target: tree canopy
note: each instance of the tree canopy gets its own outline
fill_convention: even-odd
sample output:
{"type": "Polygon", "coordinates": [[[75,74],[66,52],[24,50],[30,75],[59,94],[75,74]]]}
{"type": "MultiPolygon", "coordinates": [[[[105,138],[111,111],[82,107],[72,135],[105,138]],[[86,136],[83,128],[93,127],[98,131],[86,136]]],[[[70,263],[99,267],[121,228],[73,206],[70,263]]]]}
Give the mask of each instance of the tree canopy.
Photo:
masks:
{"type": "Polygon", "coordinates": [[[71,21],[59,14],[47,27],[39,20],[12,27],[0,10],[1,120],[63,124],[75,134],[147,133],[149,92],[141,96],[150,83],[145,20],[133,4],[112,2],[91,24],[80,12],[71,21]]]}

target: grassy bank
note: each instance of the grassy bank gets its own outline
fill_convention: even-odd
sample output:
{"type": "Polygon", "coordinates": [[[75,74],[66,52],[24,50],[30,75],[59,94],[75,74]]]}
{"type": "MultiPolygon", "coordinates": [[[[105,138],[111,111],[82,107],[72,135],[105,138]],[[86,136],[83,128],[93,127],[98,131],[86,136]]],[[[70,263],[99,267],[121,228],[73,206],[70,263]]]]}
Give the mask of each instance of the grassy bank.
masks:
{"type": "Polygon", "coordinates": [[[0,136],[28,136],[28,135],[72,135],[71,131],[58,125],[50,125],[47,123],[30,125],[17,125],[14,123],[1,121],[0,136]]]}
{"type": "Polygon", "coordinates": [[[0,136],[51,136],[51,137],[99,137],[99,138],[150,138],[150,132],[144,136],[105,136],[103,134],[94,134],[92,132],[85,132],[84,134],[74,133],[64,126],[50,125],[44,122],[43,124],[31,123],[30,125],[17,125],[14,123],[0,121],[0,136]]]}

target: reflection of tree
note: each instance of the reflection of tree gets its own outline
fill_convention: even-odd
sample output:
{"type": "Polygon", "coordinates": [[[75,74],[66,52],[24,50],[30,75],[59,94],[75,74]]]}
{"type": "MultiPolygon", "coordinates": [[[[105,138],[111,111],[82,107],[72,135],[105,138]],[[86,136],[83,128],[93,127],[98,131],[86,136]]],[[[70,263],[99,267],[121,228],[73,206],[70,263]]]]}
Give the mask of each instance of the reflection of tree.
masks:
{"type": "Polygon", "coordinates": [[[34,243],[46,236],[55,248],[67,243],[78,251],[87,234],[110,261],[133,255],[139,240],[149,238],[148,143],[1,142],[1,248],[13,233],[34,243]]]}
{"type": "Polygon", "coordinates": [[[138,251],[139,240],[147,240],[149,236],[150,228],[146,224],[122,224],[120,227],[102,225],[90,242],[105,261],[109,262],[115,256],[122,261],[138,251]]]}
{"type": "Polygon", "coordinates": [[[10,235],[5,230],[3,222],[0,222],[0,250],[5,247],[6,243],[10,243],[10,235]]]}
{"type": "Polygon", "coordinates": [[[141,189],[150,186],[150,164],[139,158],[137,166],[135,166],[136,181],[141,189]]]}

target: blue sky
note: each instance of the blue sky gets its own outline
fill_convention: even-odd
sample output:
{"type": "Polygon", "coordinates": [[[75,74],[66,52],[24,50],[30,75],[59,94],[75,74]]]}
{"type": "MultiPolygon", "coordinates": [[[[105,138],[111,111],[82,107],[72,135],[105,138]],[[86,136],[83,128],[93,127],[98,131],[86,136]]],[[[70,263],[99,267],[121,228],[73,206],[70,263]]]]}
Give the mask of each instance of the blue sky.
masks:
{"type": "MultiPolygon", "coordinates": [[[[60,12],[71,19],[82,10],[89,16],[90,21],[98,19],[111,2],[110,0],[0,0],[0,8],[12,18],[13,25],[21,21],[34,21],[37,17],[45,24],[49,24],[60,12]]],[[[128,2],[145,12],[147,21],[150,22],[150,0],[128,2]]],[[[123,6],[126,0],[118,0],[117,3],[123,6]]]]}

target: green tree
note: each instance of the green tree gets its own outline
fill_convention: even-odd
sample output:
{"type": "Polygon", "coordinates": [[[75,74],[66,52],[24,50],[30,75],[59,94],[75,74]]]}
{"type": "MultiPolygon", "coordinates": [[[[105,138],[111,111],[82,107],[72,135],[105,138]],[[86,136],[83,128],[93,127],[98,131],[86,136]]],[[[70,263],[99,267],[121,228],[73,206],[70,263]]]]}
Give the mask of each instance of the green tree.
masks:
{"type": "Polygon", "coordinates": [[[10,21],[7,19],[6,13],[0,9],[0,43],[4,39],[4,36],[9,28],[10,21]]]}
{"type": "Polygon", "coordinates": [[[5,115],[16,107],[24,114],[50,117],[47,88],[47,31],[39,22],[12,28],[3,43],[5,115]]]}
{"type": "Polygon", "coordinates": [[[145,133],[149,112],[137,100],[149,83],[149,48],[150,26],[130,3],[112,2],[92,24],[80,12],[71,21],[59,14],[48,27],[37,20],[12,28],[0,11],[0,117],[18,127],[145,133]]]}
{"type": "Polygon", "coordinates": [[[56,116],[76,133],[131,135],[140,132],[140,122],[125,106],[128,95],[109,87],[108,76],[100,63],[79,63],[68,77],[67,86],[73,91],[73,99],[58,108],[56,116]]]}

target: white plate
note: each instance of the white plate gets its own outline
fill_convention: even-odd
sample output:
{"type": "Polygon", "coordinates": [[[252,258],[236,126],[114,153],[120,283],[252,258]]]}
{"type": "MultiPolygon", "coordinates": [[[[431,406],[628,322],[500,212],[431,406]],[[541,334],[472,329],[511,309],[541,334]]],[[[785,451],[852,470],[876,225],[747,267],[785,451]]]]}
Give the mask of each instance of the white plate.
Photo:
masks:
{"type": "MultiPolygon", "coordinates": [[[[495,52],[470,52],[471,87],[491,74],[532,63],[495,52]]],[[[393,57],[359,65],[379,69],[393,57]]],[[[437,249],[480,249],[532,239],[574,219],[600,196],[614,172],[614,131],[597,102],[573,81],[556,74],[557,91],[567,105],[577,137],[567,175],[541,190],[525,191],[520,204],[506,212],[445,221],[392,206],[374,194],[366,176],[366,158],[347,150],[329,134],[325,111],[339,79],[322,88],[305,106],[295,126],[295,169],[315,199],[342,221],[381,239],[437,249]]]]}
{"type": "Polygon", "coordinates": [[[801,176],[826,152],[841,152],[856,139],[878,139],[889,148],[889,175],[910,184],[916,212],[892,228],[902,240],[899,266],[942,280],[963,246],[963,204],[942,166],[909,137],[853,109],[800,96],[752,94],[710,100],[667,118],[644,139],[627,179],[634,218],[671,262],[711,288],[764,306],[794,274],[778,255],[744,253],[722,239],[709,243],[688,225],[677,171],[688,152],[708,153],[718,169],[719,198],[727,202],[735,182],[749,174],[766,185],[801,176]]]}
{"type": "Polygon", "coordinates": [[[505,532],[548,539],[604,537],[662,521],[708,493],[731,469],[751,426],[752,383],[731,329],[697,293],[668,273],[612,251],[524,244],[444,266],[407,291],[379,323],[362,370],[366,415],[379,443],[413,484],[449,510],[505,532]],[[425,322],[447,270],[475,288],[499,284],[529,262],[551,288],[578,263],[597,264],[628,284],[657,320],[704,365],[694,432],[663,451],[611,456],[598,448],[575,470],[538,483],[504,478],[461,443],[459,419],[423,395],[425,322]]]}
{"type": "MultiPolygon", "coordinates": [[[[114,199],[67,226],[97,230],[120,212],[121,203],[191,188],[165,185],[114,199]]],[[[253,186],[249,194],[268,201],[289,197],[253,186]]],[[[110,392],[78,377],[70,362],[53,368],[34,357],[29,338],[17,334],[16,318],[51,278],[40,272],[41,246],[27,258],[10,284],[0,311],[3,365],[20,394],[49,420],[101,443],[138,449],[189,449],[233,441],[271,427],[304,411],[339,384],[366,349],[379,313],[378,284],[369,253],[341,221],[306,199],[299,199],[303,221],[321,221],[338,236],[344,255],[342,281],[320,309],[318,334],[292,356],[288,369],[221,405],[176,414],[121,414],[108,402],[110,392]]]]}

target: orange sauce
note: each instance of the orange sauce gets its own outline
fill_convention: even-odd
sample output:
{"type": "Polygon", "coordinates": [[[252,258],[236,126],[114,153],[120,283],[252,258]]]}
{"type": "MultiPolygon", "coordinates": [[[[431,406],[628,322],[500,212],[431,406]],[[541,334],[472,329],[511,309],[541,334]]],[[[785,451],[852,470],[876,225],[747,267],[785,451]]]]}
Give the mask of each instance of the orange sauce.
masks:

☆ ☆ ☆ ☆

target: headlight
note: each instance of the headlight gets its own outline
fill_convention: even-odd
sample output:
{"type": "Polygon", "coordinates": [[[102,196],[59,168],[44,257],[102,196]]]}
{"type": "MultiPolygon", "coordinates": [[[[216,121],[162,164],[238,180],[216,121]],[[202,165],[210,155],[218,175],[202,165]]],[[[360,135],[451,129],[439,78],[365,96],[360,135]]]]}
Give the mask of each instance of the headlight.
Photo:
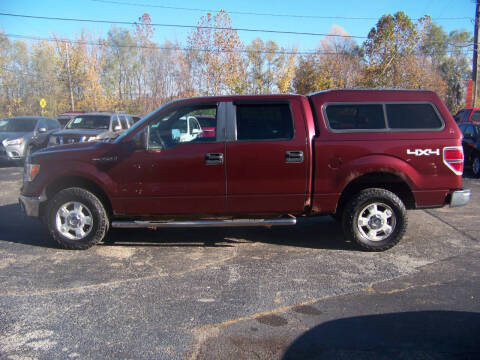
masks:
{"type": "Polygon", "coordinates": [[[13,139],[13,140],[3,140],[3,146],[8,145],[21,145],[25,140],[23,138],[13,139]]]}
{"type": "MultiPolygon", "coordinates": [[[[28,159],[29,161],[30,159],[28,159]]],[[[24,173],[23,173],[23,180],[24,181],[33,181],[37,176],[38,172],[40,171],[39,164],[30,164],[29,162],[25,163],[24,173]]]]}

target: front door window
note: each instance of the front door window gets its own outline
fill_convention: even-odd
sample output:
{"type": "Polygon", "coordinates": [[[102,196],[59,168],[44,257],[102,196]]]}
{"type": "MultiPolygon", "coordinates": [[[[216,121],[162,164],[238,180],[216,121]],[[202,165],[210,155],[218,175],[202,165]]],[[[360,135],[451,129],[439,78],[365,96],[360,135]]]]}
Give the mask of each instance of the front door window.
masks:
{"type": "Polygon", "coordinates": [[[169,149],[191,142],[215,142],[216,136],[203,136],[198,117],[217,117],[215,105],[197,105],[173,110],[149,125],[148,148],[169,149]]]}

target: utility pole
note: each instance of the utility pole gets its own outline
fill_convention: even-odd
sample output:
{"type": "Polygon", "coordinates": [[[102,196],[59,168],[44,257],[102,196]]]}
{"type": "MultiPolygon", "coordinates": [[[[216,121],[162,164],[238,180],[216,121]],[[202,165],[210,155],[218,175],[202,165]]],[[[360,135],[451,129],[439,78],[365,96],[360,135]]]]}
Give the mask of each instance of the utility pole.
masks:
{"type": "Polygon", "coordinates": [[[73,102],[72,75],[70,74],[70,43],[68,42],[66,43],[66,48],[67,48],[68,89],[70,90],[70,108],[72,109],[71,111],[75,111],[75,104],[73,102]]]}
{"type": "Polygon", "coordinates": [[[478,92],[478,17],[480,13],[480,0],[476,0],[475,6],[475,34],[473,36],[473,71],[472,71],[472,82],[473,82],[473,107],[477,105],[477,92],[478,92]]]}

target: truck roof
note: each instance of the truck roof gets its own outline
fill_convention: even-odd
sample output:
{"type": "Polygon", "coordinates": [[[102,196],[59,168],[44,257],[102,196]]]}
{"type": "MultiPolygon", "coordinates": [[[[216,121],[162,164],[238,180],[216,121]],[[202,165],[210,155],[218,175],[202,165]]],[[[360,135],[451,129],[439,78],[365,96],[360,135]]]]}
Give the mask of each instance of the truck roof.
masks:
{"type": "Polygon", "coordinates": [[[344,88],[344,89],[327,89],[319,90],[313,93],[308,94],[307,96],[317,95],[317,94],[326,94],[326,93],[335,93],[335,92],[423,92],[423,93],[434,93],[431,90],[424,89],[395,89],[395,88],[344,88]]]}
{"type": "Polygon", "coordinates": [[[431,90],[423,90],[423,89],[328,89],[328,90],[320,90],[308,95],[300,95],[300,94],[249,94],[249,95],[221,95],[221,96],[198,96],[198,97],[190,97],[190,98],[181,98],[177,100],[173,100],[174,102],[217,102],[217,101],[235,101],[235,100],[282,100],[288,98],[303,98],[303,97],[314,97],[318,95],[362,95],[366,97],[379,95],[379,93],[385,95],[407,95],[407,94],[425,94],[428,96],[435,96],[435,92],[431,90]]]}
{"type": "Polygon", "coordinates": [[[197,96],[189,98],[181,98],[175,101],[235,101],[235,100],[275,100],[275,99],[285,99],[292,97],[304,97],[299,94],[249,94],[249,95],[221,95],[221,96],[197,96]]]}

☆ ☆ ☆ ☆

Wherever the string "reflection" appears in the records above, copy the line it sits in.

target: reflection of tree
note: each instance of the reflection of tree gets its own outline
Give the mask of each instance of the reflection of tree.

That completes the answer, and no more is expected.